Copy out the items in the Data listing below, substituting "occurrence" for each "instance" and leaving every other word unchanged.
## begin Dataset extract
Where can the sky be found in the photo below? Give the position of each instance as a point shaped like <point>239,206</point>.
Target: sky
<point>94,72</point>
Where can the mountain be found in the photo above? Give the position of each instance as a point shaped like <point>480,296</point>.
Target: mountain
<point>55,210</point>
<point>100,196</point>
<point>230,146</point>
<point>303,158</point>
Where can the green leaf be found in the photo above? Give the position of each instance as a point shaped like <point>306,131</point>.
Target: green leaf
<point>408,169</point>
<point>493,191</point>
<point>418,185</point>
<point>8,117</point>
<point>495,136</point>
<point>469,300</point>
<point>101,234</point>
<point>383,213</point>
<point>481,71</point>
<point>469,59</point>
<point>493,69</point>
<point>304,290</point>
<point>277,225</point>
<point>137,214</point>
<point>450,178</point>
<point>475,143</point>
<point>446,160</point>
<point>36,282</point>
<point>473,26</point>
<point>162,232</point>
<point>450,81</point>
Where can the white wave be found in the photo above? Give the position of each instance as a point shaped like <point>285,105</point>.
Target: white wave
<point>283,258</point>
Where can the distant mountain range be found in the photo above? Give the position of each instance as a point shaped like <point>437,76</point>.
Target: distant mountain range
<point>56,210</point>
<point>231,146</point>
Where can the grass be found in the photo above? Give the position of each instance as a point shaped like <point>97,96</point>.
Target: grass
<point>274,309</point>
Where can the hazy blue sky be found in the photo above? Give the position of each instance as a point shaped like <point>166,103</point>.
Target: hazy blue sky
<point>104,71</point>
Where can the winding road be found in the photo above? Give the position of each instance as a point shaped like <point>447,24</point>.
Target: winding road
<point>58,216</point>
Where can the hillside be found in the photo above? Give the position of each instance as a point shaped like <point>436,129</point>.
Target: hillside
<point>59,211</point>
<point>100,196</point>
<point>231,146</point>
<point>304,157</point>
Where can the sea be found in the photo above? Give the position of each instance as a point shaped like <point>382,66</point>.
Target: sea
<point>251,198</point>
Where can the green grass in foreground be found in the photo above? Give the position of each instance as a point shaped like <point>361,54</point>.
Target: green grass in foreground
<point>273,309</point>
## end Dataset extract
Complete answer
Where can the sky be found in the photo below? Give the position of each occurrence as a point shaped like <point>239,206</point>.
Target: sky
<point>94,72</point>
Where can the mountain be found in the photo above? Give the position of each occurrence as a point shaped like <point>480,296</point>.
Target: mountain
<point>55,210</point>
<point>100,196</point>
<point>230,146</point>
<point>303,158</point>
Where can the green leaf be found in the photo above? Give the position of each occurrence as a point shaped like <point>306,131</point>.
Target: green leaf
<point>408,169</point>
<point>493,191</point>
<point>418,185</point>
<point>8,117</point>
<point>495,136</point>
<point>469,300</point>
<point>101,234</point>
<point>383,213</point>
<point>481,71</point>
<point>469,59</point>
<point>493,69</point>
<point>304,290</point>
<point>277,225</point>
<point>137,214</point>
<point>450,178</point>
<point>475,143</point>
<point>446,160</point>
<point>36,282</point>
<point>473,26</point>
<point>162,232</point>
<point>450,81</point>
Where can the white wave be found in the photo above? Give the position of each occurrence as a point shaped like <point>285,105</point>.
Target: white wave
<point>283,258</point>
Where can the distant mountain range be found in the photo above? Give the position of each occurrence as a point shaped like <point>437,76</point>.
Target: distant mountain range
<point>56,210</point>
<point>231,146</point>
Where can the grass be found in the photo above? Give the position of each occurrence as a point shaped like <point>97,96</point>.
Target: grass
<point>274,309</point>
Where can the hazy blue sky be found in the photo above? Give the position of each occurrence as a point shaped like <point>166,103</point>.
Target: hazy blue sky
<point>104,71</point>
Where can the winding road be found in the photo above? Give the position of each occurrence as a point shaped like <point>447,24</point>.
Target: winding road
<point>58,216</point>
Where can the hillside be found in the photo above? Give the position of each occurrence as a point shaped like <point>436,129</point>.
Target: hillside
<point>59,211</point>
<point>100,196</point>
<point>231,146</point>
<point>304,157</point>
Where can the sea be found in the photo above? Give the position of each occurrence as a point shaped like <point>382,66</point>.
Target: sea
<point>251,198</point>
Where can the green grass in foreground be found in the photo above? Give the position of each occurrence as a point shaped like <point>361,54</point>.
Target: green grass in foreground
<point>273,309</point>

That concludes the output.